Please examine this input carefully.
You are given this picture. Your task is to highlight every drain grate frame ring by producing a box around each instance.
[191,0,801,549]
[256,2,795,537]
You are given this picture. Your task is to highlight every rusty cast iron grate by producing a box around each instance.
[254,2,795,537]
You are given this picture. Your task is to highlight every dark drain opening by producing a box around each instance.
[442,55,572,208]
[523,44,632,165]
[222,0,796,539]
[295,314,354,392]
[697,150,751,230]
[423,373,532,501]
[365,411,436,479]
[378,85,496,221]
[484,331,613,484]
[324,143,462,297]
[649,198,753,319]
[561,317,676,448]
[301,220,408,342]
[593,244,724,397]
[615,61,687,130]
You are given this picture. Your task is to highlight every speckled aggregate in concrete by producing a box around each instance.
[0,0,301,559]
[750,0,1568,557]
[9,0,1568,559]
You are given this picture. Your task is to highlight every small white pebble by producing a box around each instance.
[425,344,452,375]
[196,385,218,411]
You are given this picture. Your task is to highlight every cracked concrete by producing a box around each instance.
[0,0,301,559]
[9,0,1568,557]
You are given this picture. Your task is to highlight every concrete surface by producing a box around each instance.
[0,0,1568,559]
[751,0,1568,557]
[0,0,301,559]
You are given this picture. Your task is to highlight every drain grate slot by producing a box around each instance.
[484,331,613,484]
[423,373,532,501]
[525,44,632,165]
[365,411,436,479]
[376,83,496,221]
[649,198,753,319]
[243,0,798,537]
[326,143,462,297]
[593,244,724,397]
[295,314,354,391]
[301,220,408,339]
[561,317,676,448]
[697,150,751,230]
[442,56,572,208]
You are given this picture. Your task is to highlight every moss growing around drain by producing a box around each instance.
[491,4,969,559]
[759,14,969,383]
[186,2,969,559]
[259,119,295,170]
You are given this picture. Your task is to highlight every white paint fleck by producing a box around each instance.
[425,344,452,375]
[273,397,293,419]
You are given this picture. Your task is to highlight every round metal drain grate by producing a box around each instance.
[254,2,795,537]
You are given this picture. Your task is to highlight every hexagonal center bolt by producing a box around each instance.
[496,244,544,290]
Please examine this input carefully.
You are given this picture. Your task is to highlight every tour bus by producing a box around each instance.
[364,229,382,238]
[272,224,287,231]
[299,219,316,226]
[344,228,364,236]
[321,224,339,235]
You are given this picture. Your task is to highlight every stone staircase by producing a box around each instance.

#### Set task
Rewrite the records above as a two-column CSV with the headers "instruction" and "boxes", one row per request. Start at the beginning of the records and end at the line containing "[496,244,544,290]". Put each request's text and its answer in a single quoted field, with line breaks replaced by spaces.

#### Response
instruction,boxes
"Please examine this input carefully. You are given this picture. Your task is to highlight every drain grate frame ring by producing a box around each instance.","[191,0,801,549] [256,2,795,537]"
"You are given this picture. Your task is to highlight every rusty cast iron grate by producing a box around each instance.","[254,2,795,537]"
"You are given this picture. Your task is to highlight every dark drain opening by producing a box around each instance.","[442,55,572,208] [523,44,632,165] [222,0,796,539] [295,314,354,392] [697,150,751,230] [423,373,532,501] [365,411,436,479] [378,85,496,221] [484,331,613,484] [324,143,462,297] [649,198,753,319] [561,317,676,448] [301,220,408,342] [593,244,724,397] [615,61,687,130]"
"You are given this picture. Your task is to highlight every speckled aggregate in concrete by producing a box around each instance.","[0,0,301,559] [750,0,1568,557] [9,0,1568,559]"
"You are given this picture. Your task is to highlight every small white pebble by producing a box around each instance.","[425,344,452,375] [196,385,218,411]"
"You are given this picture. Your task is to highlight every cracked concrete by producing a box around each instance.","[0,0,301,559] [9,0,1568,557]"
"You are given this picture. Your task is to highlight every concrete surface by producing a box around each instance.","[0,0,1568,559] [751,0,1568,557] [0,0,301,559]"
"You are given this picture. Your task is to highlight every drain grate slot by producing a box around each instance.","[484,331,613,484] [423,373,532,501] [525,44,632,165] [365,411,436,479] [376,83,496,221] [649,198,753,319] [243,0,798,537] [326,143,462,297] [593,244,724,397] [295,314,354,391] [301,220,408,339] [561,317,676,448] [697,150,751,230] [442,56,572,208]"
"You are given this picture. Your task is to highlight every moss growing around drain by producing a box around each instance.","[491,4,969,559] [759,14,969,383] [186,2,969,559] [259,119,295,170]"
"You are given this picture. Your task is to highlight every white paint fleck by producing a box around each instance.","[425,344,452,375] [273,397,293,419]"
"You are given this picture. Your task is to highlight every round metal drain grate by producing a box around each instance.","[254,2,795,537]"
"You are given this picture. Your task is to highlight every hexagonal center bolt by producing a box around each instance.","[496,244,544,290]"